Exercise aim: Present the material from the line holding "-- sample [133,315]." through the final line, inclusive, as a Markdown table with columns n and Line. Number the rows and leave out blank lines.

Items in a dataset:
---*---

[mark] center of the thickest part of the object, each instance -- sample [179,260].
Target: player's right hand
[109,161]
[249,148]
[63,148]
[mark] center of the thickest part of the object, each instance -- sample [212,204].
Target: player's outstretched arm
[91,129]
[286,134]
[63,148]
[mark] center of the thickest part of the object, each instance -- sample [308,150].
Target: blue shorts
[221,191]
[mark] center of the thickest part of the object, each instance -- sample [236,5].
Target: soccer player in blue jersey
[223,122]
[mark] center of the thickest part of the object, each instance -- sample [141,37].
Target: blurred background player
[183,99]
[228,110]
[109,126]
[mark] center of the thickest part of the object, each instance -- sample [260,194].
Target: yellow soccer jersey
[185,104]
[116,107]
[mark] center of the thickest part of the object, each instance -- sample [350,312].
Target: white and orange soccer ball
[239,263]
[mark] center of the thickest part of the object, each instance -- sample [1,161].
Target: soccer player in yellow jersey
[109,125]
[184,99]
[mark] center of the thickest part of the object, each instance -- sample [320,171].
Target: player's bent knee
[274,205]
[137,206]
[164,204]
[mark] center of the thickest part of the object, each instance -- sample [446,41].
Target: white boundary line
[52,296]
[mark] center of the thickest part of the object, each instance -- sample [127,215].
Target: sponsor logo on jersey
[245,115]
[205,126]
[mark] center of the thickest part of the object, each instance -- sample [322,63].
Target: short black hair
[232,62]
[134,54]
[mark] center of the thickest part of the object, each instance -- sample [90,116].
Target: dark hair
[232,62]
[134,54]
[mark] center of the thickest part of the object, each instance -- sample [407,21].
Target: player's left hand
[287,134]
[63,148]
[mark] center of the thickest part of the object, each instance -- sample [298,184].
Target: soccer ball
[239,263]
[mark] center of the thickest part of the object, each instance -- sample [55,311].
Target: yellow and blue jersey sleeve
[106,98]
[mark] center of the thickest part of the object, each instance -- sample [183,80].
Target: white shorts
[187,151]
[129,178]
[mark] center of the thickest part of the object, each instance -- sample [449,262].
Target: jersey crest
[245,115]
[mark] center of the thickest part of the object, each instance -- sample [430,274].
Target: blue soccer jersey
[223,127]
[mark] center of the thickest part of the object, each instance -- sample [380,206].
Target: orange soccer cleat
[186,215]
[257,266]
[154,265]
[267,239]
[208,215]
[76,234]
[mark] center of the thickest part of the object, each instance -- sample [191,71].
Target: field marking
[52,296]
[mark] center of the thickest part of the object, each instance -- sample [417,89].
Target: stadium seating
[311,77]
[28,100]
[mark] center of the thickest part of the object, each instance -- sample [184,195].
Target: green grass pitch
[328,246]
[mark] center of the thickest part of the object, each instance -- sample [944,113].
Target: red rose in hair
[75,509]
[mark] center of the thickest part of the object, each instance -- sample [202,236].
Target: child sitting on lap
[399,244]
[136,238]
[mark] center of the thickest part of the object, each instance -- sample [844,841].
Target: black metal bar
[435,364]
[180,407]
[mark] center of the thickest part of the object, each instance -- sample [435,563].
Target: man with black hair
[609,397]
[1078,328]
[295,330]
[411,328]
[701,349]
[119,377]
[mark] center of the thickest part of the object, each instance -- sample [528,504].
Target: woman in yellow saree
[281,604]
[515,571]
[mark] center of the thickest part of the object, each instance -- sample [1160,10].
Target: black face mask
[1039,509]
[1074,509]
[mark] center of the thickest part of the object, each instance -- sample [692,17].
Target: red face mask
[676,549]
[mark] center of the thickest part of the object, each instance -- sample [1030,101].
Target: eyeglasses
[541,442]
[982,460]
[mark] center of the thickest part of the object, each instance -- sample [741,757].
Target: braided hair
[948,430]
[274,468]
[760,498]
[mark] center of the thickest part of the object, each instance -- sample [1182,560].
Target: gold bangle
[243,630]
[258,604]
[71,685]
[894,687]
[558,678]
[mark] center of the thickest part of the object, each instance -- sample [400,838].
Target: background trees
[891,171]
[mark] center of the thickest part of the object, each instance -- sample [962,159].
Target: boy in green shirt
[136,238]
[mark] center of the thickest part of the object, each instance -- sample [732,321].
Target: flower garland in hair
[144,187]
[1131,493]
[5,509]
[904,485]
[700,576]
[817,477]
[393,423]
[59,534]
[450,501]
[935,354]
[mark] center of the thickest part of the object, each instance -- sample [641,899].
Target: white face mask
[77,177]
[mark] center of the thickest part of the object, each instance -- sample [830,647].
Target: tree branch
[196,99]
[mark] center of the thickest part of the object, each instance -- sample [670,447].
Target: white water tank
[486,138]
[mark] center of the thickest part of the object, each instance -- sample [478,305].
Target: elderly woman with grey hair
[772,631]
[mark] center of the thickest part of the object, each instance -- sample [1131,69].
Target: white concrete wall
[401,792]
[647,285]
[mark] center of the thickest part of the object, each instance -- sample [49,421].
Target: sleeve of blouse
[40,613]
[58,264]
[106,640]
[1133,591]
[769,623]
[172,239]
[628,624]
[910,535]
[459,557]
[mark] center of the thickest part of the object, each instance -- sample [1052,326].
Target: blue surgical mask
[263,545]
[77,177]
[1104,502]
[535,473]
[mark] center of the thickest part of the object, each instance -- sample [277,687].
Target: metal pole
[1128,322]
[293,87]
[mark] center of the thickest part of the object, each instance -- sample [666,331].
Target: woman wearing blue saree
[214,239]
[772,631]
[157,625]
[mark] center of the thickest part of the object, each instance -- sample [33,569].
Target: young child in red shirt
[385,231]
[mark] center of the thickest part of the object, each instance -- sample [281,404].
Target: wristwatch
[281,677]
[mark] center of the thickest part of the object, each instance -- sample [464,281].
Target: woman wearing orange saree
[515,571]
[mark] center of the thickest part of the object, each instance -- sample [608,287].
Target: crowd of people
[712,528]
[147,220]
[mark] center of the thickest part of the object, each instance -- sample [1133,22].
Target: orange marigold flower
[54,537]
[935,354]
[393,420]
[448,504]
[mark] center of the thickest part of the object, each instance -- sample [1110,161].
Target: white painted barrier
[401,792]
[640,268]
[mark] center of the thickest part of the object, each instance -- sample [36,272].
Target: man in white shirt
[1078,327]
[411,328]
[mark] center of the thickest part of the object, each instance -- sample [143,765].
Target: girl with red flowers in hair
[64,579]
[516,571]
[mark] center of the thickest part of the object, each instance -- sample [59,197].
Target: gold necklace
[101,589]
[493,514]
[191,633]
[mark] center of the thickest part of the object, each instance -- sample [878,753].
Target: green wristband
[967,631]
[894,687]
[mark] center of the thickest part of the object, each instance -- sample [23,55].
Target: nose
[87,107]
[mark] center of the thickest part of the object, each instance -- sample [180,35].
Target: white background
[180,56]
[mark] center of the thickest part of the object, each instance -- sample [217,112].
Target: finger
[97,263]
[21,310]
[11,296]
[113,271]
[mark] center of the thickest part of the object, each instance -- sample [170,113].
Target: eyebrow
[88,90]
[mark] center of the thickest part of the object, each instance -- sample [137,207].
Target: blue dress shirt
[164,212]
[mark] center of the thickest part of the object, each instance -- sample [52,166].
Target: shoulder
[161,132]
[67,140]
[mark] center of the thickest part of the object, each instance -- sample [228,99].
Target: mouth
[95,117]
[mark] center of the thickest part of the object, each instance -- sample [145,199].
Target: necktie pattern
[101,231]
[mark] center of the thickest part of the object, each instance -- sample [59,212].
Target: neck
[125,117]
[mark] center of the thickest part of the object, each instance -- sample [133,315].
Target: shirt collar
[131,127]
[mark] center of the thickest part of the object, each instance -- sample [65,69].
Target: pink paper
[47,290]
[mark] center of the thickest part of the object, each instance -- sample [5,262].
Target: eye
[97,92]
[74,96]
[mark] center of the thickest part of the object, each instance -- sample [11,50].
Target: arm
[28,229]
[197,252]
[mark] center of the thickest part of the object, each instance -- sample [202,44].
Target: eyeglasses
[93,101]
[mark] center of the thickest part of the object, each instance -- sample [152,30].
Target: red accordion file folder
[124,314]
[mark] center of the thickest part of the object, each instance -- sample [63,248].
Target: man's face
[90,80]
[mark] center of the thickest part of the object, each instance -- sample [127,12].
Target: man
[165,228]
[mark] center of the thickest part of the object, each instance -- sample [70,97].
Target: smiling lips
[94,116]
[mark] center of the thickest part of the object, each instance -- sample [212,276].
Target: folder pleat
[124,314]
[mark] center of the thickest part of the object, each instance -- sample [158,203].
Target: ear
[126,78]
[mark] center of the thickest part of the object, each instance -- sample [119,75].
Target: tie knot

---*---

Exercise response:
| n | Line |
|---|---|
| 1 | [mark] center of the thickest part of the object, each instance -- sample [133,315]. |
| 2 | Target: shirt collar |
| 3 | [131,127] |
| 4 | [mark] center of the thickest part of the object, each instance -- sample [65,69]. |
| 5 | Target: pink paper |
| 6 | [47,290] |
| 7 | [mark] center of the thickest part of the object, each instance -- sample [5,262]. |
| 8 | Target: eye |
| 9 | [97,92] |
| 10 | [74,96] |
| 11 | [mark] center of the thickest part of the object, each instance -- sample [11,50]. |
| 12 | Target: arm |
| 13 | [28,229] |
| 14 | [197,252] |
| 15 | [mark] center of the thickest part of the object, each instance -- sample [202,44]. |
| 16 | Target: eyeglasses |
| 17 | [93,101] |
| 18 | [mark] center of the thickest part of the object, each instance -- sample [152,30]. |
| 19 | Target: red accordion file folder |
| 20 | [124,314] |
| 21 | [mark] center of the thickest part of the object, each instance -- sample [63,248]. |
| 22 | Target: man's face |
| 23 | [90,80] |
| 24 | [mark] center of the thickest part of the object, each instance -- sample [127,12]. |
| 25 | Target: man |
| 26 | [165,228] |
| 27 | [mark] center of the thickest part of the object, each instance -- sample [70,97]. |
| 28 | Target: smiling lips |
| 29 | [94,116] |
| 30 | [mark] center of the thickest part of the object, each instance -- sample [212,276]. |
| 31 | Target: folder pleat |
| 32 | [124,314] |
| 33 | [mark] center of the thickest part of the object, each instance -- sample [158,203]. |
| 34 | Target: ear |
| 35 | [126,78] |
| 36 | [mark] center of the thickest part of the object, each instance -- sample [119,75]. |
| 37 | Target: tie knot |